Work instruction: The required output is a number: how many lines of the data below include the string "bald".

[Data records]
-=-=-=-=-

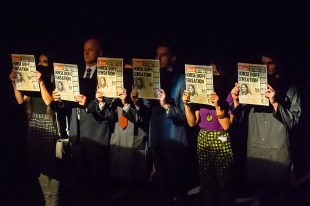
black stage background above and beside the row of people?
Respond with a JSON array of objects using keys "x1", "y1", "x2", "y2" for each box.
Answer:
[{"x1": 0, "y1": 0, "x2": 310, "y2": 203}]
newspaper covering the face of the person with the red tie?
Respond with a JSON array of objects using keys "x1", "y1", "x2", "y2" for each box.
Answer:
[{"x1": 97, "y1": 57, "x2": 123, "y2": 98}]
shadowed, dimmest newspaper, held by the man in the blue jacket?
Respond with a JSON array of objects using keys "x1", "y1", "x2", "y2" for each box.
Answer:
[{"x1": 132, "y1": 59, "x2": 160, "y2": 99}]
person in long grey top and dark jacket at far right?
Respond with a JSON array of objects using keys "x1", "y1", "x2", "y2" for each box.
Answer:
[{"x1": 231, "y1": 51, "x2": 301, "y2": 205}]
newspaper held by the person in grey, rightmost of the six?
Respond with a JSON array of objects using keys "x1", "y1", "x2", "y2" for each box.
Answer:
[{"x1": 238, "y1": 63, "x2": 269, "y2": 106}]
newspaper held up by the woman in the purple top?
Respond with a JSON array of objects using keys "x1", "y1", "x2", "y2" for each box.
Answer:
[{"x1": 185, "y1": 64, "x2": 214, "y2": 105}]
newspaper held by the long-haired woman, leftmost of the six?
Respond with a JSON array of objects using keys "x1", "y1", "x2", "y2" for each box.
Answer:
[{"x1": 11, "y1": 54, "x2": 40, "y2": 92}]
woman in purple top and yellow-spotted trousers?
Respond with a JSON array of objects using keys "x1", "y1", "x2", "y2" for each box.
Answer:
[{"x1": 182, "y1": 71, "x2": 234, "y2": 205}]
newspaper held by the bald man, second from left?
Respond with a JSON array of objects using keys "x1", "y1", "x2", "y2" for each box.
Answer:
[{"x1": 54, "y1": 63, "x2": 80, "y2": 102}]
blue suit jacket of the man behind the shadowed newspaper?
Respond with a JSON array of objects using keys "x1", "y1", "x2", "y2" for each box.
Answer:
[{"x1": 149, "y1": 71, "x2": 187, "y2": 150}]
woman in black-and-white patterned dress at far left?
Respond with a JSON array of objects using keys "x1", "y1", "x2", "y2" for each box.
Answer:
[{"x1": 10, "y1": 54, "x2": 59, "y2": 206}]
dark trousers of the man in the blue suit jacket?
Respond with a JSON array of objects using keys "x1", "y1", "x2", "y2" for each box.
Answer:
[{"x1": 153, "y1": 150, "x2": 188, "y2": 206}]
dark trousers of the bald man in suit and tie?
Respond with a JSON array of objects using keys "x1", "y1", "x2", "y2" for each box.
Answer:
[{"x1": 72, "y1": 138, "x2": 110, "y2": 205}]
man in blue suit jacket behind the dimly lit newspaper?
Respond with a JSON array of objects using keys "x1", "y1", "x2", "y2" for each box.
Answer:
[{"x1": 150, "y1": 44, "x2": 189, "y2": 206}]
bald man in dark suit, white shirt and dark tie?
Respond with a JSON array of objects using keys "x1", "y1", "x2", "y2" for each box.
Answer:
[{"x1": 53, "y1": 39, "x2": 114, "y2": 205}]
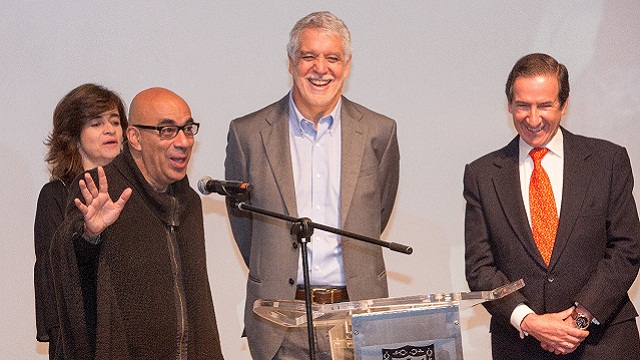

-=-=-=-=-

Answer to the exercise: 3